Dataset entries:
↓↓↓
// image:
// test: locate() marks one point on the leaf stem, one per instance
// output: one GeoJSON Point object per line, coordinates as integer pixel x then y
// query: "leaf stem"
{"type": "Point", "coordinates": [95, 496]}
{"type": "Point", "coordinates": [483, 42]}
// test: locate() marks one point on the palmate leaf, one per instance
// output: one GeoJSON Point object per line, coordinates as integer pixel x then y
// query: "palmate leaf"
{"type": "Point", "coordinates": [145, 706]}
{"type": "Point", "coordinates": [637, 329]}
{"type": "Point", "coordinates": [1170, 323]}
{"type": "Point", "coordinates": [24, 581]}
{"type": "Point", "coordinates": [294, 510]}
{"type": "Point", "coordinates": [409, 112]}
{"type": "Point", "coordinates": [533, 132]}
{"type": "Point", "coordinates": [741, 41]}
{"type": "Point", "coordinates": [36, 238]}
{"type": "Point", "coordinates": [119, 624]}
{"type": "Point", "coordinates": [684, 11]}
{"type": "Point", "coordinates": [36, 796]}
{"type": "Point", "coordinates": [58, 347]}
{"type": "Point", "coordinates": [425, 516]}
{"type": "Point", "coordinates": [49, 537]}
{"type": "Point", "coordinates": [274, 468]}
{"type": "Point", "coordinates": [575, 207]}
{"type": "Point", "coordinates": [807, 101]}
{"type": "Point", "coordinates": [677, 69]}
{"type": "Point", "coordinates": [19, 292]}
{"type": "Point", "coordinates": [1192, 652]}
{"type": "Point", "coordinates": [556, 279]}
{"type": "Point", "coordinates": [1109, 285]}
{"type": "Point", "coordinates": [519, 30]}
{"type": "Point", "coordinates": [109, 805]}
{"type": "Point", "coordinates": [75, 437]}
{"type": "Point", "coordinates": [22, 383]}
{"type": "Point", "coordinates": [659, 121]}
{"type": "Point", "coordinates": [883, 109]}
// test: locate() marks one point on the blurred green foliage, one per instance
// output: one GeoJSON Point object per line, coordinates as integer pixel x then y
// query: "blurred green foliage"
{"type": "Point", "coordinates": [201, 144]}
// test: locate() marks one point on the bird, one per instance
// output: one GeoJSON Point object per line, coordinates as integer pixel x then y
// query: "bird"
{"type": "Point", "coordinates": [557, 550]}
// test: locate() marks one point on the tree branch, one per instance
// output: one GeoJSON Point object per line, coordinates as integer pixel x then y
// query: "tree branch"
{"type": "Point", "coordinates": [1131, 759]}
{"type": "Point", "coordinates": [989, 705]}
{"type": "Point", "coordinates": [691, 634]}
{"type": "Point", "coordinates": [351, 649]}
↑↑↑
• _Exercise details_: Nothing but the lines from the line that contains "branch, one per instance" to the last line of the records above should appear in the answer; please copy them exactly.

• _Completed task_:
// test: locate() marks one point on the tree branch, one per instance
// output: one GeoJSON Point object per line, coordinates as integer pixel x then y
// query: "tree branch"
{"type": "Point", "coordinates": [1131, 759]}
{"type": "Point", "coordinates": [989, 705]}
{"type": "Point", "coordinates": [691, 634]}
{"type": "Point", "coordinates": [351, 649]}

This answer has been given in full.